Pull every line that holds the word "background" from the entries.

BEGIN Supplied entries

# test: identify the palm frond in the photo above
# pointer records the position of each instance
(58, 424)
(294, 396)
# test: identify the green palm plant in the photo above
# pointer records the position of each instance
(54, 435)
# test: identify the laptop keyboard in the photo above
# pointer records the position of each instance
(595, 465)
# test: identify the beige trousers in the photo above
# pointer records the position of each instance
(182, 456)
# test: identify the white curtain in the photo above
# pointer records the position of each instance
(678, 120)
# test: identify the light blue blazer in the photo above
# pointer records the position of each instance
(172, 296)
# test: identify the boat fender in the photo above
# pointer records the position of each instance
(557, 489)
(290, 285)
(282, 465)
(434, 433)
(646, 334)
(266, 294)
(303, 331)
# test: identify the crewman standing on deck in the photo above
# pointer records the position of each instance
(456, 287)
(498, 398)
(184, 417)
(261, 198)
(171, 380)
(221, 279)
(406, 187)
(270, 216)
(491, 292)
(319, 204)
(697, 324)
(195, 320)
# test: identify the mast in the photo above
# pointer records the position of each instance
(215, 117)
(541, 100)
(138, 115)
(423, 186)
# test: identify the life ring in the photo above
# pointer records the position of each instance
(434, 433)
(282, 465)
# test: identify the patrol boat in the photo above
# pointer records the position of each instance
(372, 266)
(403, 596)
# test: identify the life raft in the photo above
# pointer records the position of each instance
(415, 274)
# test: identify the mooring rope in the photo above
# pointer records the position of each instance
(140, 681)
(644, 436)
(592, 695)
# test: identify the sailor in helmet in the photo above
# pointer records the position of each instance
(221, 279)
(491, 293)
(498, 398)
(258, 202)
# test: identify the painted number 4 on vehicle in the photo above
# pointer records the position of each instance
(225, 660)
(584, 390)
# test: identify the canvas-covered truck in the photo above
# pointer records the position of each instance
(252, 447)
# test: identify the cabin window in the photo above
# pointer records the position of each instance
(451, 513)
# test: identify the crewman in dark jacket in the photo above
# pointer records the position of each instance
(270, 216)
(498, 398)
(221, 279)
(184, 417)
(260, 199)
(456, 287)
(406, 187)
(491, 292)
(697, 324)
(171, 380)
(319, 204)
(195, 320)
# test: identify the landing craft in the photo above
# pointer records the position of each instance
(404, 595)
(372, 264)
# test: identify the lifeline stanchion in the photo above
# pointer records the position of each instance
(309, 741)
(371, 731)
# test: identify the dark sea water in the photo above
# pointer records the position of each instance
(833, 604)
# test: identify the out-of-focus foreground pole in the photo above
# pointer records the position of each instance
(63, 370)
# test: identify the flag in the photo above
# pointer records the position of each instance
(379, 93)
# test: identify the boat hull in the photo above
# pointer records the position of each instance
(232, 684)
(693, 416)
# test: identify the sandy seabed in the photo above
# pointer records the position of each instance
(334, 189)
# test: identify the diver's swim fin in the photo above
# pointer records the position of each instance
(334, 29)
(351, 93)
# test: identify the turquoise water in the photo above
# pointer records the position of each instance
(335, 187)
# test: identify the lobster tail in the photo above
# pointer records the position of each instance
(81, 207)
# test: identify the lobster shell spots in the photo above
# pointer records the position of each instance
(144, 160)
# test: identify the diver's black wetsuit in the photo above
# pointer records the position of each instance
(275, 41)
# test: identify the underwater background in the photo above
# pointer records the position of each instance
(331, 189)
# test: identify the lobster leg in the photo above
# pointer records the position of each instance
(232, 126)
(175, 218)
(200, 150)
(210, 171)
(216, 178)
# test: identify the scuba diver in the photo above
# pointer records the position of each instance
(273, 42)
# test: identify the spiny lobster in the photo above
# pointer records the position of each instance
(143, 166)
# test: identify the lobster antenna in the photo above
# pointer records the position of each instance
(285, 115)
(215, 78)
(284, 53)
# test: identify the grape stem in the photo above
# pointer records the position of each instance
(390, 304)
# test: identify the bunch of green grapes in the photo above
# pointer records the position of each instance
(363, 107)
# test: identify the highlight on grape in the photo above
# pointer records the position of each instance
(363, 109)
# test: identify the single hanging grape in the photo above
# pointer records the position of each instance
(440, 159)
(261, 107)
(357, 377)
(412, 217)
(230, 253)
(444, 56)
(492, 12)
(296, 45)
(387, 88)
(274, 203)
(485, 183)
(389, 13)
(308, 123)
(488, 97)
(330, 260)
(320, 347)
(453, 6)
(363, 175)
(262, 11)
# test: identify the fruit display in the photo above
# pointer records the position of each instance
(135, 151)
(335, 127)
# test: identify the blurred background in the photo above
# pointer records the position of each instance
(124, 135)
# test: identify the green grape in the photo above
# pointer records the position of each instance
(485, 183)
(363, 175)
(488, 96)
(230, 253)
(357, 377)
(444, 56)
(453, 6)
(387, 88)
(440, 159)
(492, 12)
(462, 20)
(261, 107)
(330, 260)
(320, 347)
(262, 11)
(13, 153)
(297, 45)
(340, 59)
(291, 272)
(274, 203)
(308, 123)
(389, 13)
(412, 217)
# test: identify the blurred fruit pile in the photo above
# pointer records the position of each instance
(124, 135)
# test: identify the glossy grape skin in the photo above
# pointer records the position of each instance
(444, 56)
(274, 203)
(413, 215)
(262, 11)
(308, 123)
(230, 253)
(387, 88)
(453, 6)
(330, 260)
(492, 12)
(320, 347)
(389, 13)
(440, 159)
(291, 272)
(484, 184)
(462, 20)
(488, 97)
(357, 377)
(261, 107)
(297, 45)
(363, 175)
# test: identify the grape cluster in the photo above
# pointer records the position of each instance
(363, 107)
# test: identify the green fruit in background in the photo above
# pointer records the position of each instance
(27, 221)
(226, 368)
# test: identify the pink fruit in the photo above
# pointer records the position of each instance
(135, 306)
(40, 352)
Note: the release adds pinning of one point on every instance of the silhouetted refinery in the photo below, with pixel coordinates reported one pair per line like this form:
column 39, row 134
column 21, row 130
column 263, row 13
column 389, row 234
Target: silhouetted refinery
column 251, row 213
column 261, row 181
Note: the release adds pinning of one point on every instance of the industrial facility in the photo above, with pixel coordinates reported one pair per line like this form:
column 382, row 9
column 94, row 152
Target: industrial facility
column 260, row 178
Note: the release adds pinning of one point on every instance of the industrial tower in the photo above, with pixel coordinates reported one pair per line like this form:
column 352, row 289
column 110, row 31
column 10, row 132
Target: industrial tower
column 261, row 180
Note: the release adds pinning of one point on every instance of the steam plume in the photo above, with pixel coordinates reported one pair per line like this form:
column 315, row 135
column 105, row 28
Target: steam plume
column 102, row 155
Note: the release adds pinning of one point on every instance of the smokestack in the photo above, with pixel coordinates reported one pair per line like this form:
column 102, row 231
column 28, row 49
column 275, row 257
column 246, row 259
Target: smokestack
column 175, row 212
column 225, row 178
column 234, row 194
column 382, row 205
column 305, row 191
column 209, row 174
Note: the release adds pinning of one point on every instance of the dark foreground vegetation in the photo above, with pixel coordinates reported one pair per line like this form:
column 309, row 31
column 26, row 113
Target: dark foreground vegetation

END Supplied entries

* **Response**:
# test: identify the underwater background in the photo above
# test: identify the blurred background in the photo above
# test: identify the green fruit in background in the photo above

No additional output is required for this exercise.